Dataset START

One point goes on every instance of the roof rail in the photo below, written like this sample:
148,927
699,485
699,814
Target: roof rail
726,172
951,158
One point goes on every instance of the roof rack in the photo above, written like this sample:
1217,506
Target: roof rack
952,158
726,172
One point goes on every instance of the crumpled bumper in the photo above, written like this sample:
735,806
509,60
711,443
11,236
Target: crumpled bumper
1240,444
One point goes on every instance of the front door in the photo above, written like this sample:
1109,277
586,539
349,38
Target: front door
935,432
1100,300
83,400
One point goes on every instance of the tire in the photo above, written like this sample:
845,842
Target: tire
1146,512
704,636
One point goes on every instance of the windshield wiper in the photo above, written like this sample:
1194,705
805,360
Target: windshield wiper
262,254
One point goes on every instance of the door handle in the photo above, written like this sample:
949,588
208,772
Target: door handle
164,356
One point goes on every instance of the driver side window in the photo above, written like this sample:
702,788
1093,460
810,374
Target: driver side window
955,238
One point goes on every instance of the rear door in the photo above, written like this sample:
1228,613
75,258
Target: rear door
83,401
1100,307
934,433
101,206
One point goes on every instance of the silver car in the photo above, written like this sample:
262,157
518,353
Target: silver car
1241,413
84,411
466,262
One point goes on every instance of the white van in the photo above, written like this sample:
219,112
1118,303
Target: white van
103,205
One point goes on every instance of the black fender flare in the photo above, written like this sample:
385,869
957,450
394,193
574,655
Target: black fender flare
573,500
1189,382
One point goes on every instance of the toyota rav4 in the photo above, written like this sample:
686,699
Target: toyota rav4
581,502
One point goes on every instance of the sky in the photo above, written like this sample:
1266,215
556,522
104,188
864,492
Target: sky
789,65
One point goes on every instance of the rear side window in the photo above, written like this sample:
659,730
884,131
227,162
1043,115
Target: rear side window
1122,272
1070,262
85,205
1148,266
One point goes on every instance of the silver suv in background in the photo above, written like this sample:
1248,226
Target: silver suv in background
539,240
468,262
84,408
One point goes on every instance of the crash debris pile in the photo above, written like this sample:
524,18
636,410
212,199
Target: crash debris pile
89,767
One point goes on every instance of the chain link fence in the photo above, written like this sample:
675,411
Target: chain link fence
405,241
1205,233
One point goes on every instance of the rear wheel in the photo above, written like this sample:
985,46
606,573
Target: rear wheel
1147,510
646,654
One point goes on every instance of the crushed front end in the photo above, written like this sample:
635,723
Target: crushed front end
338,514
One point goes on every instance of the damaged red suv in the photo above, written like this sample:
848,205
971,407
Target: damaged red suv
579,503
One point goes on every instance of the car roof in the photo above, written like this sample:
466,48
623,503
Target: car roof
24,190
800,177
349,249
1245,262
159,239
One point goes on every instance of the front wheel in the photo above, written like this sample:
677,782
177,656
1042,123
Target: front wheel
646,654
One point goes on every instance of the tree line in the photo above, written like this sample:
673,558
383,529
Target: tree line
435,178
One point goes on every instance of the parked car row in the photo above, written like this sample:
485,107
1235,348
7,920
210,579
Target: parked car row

Dataset END

* _Task to complete_
Report how many lines of the entries include the word "parked", and let the number stand alone.

* _Answer for the task_
2